REQUIREMENT: Every line containing "positive" should be identified and copied from the data below.

RAW DATA:
•••

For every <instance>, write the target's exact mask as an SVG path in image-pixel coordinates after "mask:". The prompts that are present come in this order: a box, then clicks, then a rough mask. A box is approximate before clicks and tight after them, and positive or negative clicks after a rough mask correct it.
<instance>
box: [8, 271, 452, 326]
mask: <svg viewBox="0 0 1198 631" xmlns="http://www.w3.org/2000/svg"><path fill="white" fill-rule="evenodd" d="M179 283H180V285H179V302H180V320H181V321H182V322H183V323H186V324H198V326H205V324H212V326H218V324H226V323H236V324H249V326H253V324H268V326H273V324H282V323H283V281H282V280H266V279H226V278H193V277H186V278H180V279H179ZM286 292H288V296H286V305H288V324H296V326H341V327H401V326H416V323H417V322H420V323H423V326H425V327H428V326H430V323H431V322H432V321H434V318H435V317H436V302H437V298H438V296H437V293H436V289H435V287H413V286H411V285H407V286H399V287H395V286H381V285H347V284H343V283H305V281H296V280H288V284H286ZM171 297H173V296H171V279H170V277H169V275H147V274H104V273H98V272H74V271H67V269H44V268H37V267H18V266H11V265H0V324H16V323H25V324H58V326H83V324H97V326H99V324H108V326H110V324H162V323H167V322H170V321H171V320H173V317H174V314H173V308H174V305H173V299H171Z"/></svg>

•••

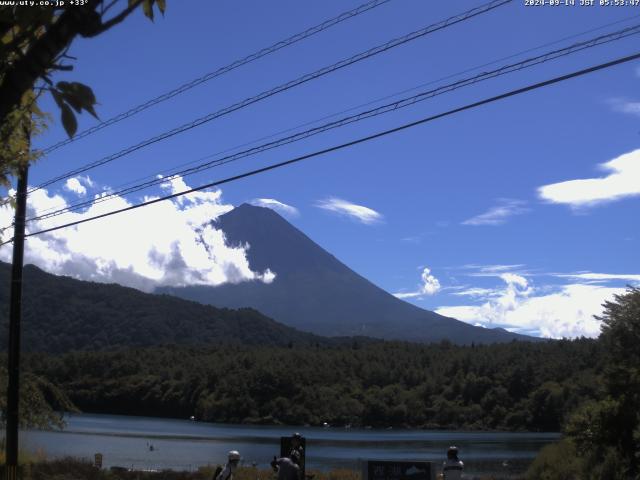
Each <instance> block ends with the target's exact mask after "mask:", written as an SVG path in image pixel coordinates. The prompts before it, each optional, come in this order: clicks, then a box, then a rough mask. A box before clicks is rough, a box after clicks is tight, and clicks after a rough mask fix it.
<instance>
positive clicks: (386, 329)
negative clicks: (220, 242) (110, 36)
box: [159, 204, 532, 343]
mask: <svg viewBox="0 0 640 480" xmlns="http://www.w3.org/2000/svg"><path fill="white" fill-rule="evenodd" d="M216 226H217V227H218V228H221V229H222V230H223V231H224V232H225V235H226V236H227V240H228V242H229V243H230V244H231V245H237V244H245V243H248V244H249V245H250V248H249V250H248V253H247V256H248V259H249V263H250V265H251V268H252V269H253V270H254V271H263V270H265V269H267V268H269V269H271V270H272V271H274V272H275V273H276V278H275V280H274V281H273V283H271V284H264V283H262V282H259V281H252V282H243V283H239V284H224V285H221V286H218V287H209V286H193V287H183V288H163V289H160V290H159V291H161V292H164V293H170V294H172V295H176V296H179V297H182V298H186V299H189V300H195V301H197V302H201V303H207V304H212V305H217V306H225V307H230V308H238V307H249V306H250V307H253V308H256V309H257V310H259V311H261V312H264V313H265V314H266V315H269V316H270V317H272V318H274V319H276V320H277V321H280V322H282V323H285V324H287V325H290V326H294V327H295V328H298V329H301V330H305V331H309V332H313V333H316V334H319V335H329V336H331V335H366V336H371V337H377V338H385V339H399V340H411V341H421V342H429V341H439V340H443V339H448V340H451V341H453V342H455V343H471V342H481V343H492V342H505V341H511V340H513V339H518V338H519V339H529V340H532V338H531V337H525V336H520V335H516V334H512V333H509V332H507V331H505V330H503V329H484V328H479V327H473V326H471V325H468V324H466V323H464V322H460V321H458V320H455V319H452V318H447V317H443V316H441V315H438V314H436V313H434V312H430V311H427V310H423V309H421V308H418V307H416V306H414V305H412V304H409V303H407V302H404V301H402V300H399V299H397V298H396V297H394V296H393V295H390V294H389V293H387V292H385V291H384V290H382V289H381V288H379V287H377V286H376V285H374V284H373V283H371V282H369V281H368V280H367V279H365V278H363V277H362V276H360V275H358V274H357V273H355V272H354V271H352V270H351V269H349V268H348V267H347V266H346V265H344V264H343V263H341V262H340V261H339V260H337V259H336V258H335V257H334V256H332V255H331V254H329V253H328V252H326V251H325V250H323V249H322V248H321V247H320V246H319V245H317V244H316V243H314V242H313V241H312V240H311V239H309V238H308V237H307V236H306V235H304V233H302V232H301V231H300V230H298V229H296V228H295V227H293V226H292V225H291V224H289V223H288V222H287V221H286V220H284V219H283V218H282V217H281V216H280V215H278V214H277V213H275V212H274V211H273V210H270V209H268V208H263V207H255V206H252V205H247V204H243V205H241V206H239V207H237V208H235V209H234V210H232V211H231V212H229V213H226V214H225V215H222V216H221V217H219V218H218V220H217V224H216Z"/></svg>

•••

OUTPUT OF THE TASK:
For every <instance>, write the target's exact mask as an SVG path in image-pixel coordinates after "mask:". The prompts that are present come in this order: a box, then clicks, then a rough mask. A box is approximate before clicks and tight after them, and positive or negative clicks after a rough mask correct it.
positive clicks: (386, 329)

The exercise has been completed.